(What is asked): Every entry must be given again exactly.

(Data rows):
--------------------------------
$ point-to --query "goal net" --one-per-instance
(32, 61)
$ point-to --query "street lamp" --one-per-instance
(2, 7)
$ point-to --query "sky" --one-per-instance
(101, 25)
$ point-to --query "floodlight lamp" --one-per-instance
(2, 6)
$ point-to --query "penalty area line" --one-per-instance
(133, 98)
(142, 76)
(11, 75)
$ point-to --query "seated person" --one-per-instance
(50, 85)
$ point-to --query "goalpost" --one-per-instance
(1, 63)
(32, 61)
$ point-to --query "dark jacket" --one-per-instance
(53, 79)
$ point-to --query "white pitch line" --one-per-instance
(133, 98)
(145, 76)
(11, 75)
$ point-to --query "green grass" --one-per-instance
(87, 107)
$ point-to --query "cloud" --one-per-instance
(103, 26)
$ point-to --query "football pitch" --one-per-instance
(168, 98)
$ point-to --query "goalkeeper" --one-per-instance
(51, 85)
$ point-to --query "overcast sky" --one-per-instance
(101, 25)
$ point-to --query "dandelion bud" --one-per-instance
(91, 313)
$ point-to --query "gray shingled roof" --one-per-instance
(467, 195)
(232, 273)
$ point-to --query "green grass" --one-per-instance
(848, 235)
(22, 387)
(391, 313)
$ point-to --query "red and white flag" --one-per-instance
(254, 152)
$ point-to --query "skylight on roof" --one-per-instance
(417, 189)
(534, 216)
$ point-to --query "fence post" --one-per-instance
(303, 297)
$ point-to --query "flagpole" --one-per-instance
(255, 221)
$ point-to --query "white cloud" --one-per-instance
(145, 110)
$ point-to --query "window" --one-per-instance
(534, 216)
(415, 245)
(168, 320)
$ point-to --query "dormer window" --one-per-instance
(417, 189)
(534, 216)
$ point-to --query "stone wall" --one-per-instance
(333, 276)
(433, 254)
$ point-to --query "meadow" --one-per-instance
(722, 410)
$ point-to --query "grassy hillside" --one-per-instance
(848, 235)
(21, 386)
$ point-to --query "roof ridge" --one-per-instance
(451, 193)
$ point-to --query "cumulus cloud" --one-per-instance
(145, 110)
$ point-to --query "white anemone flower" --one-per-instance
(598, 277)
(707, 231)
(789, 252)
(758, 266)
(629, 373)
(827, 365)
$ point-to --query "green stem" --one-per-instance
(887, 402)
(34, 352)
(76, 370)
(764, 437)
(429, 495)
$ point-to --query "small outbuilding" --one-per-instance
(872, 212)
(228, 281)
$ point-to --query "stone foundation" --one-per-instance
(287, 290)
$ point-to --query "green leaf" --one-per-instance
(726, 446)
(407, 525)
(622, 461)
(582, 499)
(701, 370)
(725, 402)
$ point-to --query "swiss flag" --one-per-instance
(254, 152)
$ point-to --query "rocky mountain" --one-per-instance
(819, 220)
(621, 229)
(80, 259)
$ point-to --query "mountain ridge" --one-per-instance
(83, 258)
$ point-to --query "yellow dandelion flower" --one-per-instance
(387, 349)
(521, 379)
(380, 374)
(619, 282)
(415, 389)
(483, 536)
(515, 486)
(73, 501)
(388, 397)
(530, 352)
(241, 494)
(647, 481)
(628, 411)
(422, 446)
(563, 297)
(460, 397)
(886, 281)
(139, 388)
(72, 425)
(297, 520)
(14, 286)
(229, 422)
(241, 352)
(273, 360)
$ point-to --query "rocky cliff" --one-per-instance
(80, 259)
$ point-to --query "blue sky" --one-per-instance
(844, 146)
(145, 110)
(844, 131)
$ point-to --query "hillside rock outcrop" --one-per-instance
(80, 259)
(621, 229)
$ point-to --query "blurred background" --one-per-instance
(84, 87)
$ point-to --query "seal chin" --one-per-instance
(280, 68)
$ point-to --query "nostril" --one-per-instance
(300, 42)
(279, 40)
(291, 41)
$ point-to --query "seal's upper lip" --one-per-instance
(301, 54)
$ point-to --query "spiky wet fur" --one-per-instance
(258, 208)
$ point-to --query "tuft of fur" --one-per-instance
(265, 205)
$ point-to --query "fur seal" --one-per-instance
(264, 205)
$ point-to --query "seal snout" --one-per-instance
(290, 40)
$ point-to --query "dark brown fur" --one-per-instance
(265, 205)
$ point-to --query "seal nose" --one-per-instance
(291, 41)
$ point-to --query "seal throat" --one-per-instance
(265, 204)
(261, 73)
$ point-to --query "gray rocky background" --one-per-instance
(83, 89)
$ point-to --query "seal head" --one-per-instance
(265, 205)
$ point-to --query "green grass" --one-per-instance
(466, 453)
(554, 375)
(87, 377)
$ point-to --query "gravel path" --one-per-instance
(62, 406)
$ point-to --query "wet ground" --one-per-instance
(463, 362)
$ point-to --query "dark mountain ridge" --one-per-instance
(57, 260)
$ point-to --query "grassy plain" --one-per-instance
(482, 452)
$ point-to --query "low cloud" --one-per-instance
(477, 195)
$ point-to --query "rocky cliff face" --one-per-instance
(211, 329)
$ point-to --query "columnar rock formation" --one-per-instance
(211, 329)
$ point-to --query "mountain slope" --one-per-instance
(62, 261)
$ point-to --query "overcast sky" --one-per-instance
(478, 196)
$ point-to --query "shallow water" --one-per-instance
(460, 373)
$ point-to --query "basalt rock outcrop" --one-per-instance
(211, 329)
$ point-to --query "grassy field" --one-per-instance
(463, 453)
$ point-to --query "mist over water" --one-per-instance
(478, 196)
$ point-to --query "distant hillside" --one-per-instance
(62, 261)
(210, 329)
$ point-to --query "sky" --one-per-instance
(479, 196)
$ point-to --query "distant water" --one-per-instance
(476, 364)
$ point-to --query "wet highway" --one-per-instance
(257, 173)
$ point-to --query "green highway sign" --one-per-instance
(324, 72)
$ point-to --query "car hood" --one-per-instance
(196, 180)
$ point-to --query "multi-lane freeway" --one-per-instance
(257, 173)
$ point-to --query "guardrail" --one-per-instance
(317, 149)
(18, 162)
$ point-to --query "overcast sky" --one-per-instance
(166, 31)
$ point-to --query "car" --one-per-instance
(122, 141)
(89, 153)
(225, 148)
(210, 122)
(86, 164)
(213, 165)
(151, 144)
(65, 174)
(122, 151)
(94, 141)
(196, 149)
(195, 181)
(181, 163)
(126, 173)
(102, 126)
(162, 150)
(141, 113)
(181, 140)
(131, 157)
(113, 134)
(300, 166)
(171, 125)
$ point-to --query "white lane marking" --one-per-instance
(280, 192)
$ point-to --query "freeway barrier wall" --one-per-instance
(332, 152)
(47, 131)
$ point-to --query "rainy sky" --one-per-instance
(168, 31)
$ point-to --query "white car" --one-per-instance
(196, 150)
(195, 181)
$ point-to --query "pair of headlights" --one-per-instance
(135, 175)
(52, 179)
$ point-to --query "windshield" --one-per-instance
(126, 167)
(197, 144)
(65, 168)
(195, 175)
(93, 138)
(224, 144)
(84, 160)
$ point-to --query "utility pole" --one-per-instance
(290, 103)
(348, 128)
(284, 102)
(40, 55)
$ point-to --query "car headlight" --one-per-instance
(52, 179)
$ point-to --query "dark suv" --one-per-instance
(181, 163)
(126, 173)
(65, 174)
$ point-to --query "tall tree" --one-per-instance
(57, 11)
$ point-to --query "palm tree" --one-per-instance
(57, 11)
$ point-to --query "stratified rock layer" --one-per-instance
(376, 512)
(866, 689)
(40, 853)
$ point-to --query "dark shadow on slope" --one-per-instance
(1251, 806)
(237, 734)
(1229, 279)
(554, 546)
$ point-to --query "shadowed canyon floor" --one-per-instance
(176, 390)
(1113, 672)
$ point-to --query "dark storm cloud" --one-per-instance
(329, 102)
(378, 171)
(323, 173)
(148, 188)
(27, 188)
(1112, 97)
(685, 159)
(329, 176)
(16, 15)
--------------------------------
(Output for this exercise):
$ point-to --query "goal net" --one-per-instance
(32, 61)
$ point-to --query "street lamp" --one-per-instance
(2, 7)
$ point-to --query "sky" --one-per-instance
(101, 25)
$ point-to --query "floodlight lamp" --one-per-instance
(2, 6)
$ point-to --query "penalty area line" --one-per-instance
(133, 98)
(142, 76)
(11, 75)
$ point-to --query "seated person" --one-per-instance
(50, 85)
$ point-to --query "goalpost" --one-per-instance
(1, 63)
(32, 61)
$ point-to --query "dark jacket" --one-per-instance
(53, 79)
$ point-to --query "white pitch line" --one-per-instance
(133, 98)
(145, 76)
(11, 75)
$ point-to --query "green grass" --one-per-instance
(87, 107)
$ point-to --query "cloud" --one-per-instance
(103, 26)
$ point-to --query "football pitch" --one-per-instance
(168, 98)
$ point-to --query "goalkeeper" --one-per-instance
(51, 85)
$ point-to --query "overcast sky" --one-per-instance
(101, 25)
$ point-to --query "dandelion bud" --one-per-instance
(91, 313)
$ point-to --query "gray shingled roof" --one-per-instance
(467, 195)
(232, 273)
$ point-to --query "green grass" --one-per-instance
(848, 235)
(22, 387)
(391, 313)
$ point-to --query "red and white flag" --one-per-instance
(254, 152)
$ point-to --query "skylight on roof" --one-per-instance
(417, 189)
(534, 216)
$ point-to --query "fence post" --one-per-instance
(303, 297)
$ point-to --query "flagpole" --one-per-instance
(255, 221)
$ point-to --query "white cloud" --one-per-instance
(145, 110)
$ point-to --query "window" --one-per-instance
(534, 216)
(415, 245)
(168, 320)
$ point-to --query "dormer window" --one-per-instance
(417, 189)
(534, 216)
$ point-to --query "stone wall" --one-per-instance
(333, 276)
(433, 254)
$ point-to --query "meadow" --one-per-instance
(722, 410)
$ point-to --query "grassy hillside" --one-per-instance
(848, 235)
(21, 386)
$ point-to --query "roof ridge" --one-per-instance
(451, 193)
$ point-to --query "cumulus cloud" --one-per-instance
(145, 110)
$ point-to --query "white anemone flower" --one-per-instance
(598, 277)
(707, 231)
(789, 252)
(758, 266)
(629, 373)
(827, 365)
$ point-to --query "green stem" --one-per-instance
(887, 402)
(34, 352)
(76, 370)
(764, 437)
(429, 495)
$ point-to --query "small outbuilding" --one-per-instance
(872, 212)
(228, 281)
$ point-to --query "stone foundation" --one-per-instance
(287, 290)
$ point-to --query "green leaf" --one-per-instance
(726, 446)
(407, 525)
(622, 461)
(582, 499)
(701, 370)
(725, 402)
$ point-to --query "swiss flag" --one-per-instance
(254, 152)
$ point-to --query "rocky mountain" --one-per-instance
(819, 220)
(621, 229)
(80, 259)
$ point-to --query "mountain ridge" --one-per-instance
(83, 258)
$ point-to --query "yellow dandelion flower" --one-per-instance
(387, 349)
(521, 379)
(380, 374)
(619, 282)
(415, 389)
(483, 536)
(515, 486)
(73, 501)
(388, 397)
(530, 352)
(241, 494)
(647, 481)
(628, 411)
(422, 446)
(563, 297)
(460, 397)
(886, 281)
(139, 388)
(72, 425)
(297, 520)
(14, 286)
(229, 422)
(241, 352)
(273, 360)
$ point-to --query "rocky cliff" --one-per-instance
(80, 259)
$ point-to --query "blue sky" --one-per-instance
(844, 146)
(145, 110)
(844, 131)
$ point-to --query "hillside rock outcrop" --one-per-instance
(80, 259)
(621, 229)
$ point-to --query "blurred background" --one-per-instance
(84, 87)
$ point-to --query "seal chin" --one-per-instance
(280, 68)
$ point-to --query "nostril" --one-per-instance
(300, 42)
(279, 40)
(291, 41)
$ point-to --query "seal's upper lip" --one-per-instance
(301, 54)
$ point-to --query "spiky wet fur" --one-per-instance
(258, 208)
$ point-to --query "tuft of fur" --one-per-instance
(265, 205)
$ point-to --query "fur seal" --one-per-instance
(264, 205)
$ point-to --query "seal snout" --one-per-instance
(290, 40)
$ point-to --query "dark brown fur" --one-per-instance
(265, 205)
$ point-to --query "seal nose" --one-per-instance
(291, 41)
$ point-to --query "seal throat" --one-per-instance
(265, 204)
(261, 73)
$ point-to --query "gray rocky background" --one-per-instance
(83, 89)
$ point-to --query "seal head" --one-per-instance
(265, 205)
$ point-to --query "green grass" --one-per-instance
(466, 453)
(554, 375)
(87, 377)
$ point-to --query "gravel path" --one-per-instance
(62, 406)
$ point-to --query "wet ground" --one-per-instance
(463, 362)
$ point-to --query "dark mountain ridge" --one-per-instance
(57, 260)
$ point-to --query "grassy plain" --one-per-instance
(482, 452)
$ point-to --query "low cloud" --one-per-instance
(477, 195)
$ point-to --query "rocky cliff face" --one-per-instance
(211, 329)
$ point-to --query "columnar rock formation" --one-per-instance
(211, 329)
$ point-to --query "mountain slope" --one-per-instance
(62, 261)
$ point-to --query "overcast sky" --one-per-instance
(478, 196)
$ point-to --query "shallow water" --one-per-instance
(460, 373)
$ point-to --query "basalt rock outcrop" --one-per-instance
(211, 329)
$ point-to --query "grassy field" --one-per-instance
(463, 453)
$ point-to --query "mist over water" --one-per-instance
(478, 196)
$ point-to --query "distant hillside" --one-per-instance
(62, 261)
(210, 329)
$ point-to --query "sky" --one-per-instance
(479, 196)
$ point-to --query "distant water" --one-per-instance
(476, 364)
$ point-to --query "wet highway" --one-per-instance
(257, 173)
$ point-to --query "green highway sign" --one-per-instance
(324, 72)
$ point-to --query "car hood" --one-per-instance
(196, 180)
$ point-to --query "multi-lane freeway" --one-per-instance
(257, 173)
$ point-to --query "guardrail" --one-per-instance
(317, 149)
(18, 162)
$ point-to --query "overcast sky" --one-per-instance
(166, 31)
$ point-to --query "car" --one-per-instance
(122, 141)
(89, 153)
(225, 148)
(210, 122)
(86, 164)
(213, 165)
(151, 144)
(65, 174)
(122, 151)
(94, 141)
(196, 149)
(195, 181)
(181, 163)
(126, 173)
(102, 126)
(162, 150)
(141, 113)
(181, 140)
(131, 157)
(113, 134)
(300, 166)
(171, 125)
$ point-to --query "white lane marking" --one-per-instance
(280, 192)
$ point-to --query "freeway barrier wall" --one-per-instance
(332, 152)
(47, 131)
$ point-to --query "rainy sky" --one-per-instance
(168, 31)
$ point-to --query "white car" --one-per-instance
(196, 150)
(195, 181)
$ point-to --query "pair of headlights" --one-per-instance
(135, 175)
(52, 179)
$ point-to --query "windshield" --one-per-instance
(126, 167)
(197, 144)
(65, 168)
(195, 175)
(93, 138)
(224, 144)
(84, 160)
$ point-to --query "utility pole" --one-per-instance
(290, 103)
(348, 128)
(284, 102)
(40, 55)
$ point-to --query "car headlight" --one-per-instance
(52, 179)
$ point-to --query "dark suv" --one-per-instance
(181, 163)
(126, 173)
(65, 174)
$ point-to --query "tall tree" --one-per-instance
(57, 11)
$ point-to --query "palm tree" --one-per-instance
(57, 11)
$ point-to --query "stratified rock layer" --one-per-instance
(376, 512)
(866, 689)
(40, 853)
$ point-to --query "dark shadow on slope" --one-per-instance
(1251, 806)
(237, 734)
(1229, 279)
(554, 546)
$ point-to --query "shadowed canyon floor" --one-per-instance
(176, 390)
(1113, 672)
$ point-to --query "dark storm cloud" --one-per-instance
(329, 102)
(378, 171)
(323, 173)
(148, 188)
(27, 188)
(1112, 97)
(685, 159)
(329, 176)
(16, 15)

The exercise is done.